● ABOUT THIS EXERCISE: Take from the data every line in which the word "When" is found.

● SUPPLIED ENTRIES:
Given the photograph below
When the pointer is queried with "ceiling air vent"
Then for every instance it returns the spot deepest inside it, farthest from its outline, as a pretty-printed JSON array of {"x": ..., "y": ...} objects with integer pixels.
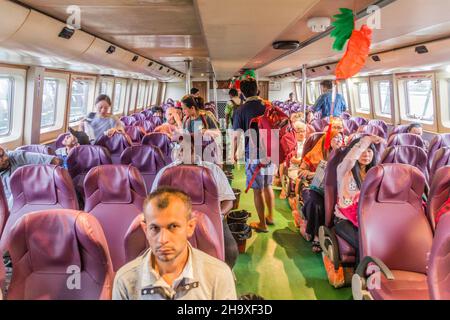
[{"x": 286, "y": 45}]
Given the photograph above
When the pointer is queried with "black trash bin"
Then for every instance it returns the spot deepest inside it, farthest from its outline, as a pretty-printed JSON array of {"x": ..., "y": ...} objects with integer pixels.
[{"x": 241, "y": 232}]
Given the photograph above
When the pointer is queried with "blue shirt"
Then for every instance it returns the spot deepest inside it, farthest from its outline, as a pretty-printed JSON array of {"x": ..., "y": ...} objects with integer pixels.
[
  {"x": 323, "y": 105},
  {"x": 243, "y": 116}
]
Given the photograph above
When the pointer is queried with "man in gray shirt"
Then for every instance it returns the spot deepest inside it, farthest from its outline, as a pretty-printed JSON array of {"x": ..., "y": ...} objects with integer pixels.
==
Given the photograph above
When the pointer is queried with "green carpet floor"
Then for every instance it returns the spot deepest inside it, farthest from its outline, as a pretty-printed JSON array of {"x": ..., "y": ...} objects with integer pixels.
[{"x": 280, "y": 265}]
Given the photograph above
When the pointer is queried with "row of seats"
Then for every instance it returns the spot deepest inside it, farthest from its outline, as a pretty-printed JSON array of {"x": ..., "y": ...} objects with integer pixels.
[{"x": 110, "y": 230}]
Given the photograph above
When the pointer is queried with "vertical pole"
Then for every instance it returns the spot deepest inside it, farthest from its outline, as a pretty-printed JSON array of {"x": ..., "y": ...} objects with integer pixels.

● WRITTEN RESPONSE:
When the pointer is queried with "ceiling air vent"
When the pointer is queried with "black trash bin"
When the pointer is queried with "blue shirt"
When the pointer is queried with "man in gray shirt"
When the pointer is queried with "green carpet floor"
When the pointer is queried with "row of seats"
When the pointer is queried with "vertical pole"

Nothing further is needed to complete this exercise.